Entries from a dataset
--

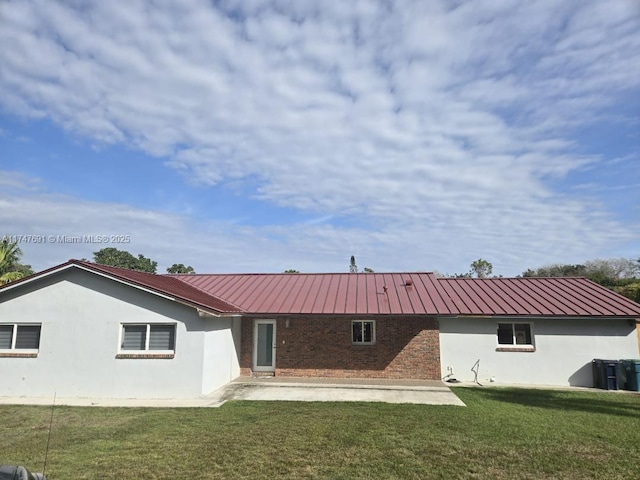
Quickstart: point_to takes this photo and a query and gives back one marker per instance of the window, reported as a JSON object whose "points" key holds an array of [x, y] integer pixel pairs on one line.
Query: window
{"points": [[19, 337], [515, 334], [363, 332], [146, 337]]}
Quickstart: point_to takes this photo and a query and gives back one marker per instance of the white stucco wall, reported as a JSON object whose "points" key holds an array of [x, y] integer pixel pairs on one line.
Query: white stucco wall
{"points": [[563, 356], [81, 315]]}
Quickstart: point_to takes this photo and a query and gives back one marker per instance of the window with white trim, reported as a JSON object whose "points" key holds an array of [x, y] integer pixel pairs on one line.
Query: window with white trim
{"points": [[515, 334], [19, 337], [156, 337], [363, 332]]}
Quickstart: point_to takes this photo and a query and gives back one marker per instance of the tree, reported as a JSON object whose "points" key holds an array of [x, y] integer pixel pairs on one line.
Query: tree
{"points": [[123, 259], [10, 267], [353, 268], [180, 268], [481, 268], [617, 274]]}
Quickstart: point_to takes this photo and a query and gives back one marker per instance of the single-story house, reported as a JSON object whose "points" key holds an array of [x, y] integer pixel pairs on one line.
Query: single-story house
{"points": [[86, 330]]}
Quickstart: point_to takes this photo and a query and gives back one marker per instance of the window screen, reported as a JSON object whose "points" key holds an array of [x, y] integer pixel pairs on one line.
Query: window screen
{"points": [[134, 337], [162, 337], [514, 334], [523, 333], [505, 334], [6, 334], [28, 337], [363, 332]]}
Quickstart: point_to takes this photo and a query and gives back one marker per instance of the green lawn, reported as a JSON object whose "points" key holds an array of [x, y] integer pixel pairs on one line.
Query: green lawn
{"points": [[502, 433]]}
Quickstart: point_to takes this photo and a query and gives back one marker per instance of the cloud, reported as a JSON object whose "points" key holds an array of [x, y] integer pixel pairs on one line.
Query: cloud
{"points": [[425, 124]]}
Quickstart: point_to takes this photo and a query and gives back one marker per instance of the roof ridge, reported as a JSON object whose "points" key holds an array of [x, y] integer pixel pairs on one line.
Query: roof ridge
{"points": [[126, 276], [195, 287]]}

--

• EXERCISE GOAL: Change every "marker" in the data above to "pin" and leave everything else as it is. Give all the lines again, but leave out the pictures.

• RESPONSE:
Quickstart: point_to takes this photo and a query and gives back one pin per instance of the window, reported as a JSON object whose "points" key holds an array of [x, y] integer pixel pairs on one line.
Query: window
{"points": [[19, 337], [515, 334], [363, 332], [146, 337]]}
Quickstart: point_to takes this photo and a query and gives back one pin per instance of the white stucco wall, reported as a JSON object whose "points" key holds an array of [x, y] integer pixel pairs on one line.
Query: white stucco wall
{"points": [[563, 356], [81, 315]]}
Quickstart: point_to takes this photo and a query and gives back one pin per instance of the window with white trim, reported as a JSON object whose "points" key holds an array of [x, y] integer pixel pairs on one line.
Query: window with white trim
{"points": [[515, 334], [19, 337], [156, 337], [363, 332]]}
Quickstart: point_to takes this photo and a query and gives back one pin per instance of the tree, reported as a JSON object whose "points" key holds an array of [x, y] integer pixel pairs on one line.
Query: tree
{"points": [[123, 259], [10, 267], [353, 268], [180, 268], [481, 268], [617, 274]]}
Quickstart: point_to takes this photo and a query and gives back one pin per instance of the single-story house, reported as a JSON object whose "points" key holds an array of [x, y] integer pixel pairs on one line.
Query: single-story house
{"points": [[86, 330]]}
Quickstart: point_to takes this photo and a query and gives back one pin per instance of the window screen, reported as a JSON object whose "points" key holds an array of [x, y] integer pixel pairs on one line.
Query: window screen
{"points": [[134, 337], [162, 337], [514, 334], [523, 333], [505, 334], [6, 334], [28, 337], [363, 332]]}
Quickstart: point_to takes this photo and a query and gives back one pin per instance of the green lawn, reported as a JSON object whose "points" key holds an array of [x, y] integer pixel pairs on one line.
Query: green lawn
{"points": [[502, 433]]}
Quickstart: point_to takes this photo and a query and gives back one pin per instance of the cloud, reported as a JSON object whose "points" key holds an array of [x, y] integer pixel pairs on one line.
Query: cloud
{"points": [[425, 124]]}
Quickstart: point_to takes this photo and a query and gives back one pin per instance of the roof ridge, reported as a JSON object whose "points" key holds an array of [x, y] integer pixel pairs on one line.
Query: roof ridge
{"points": [[126, 276], [195, 287]]}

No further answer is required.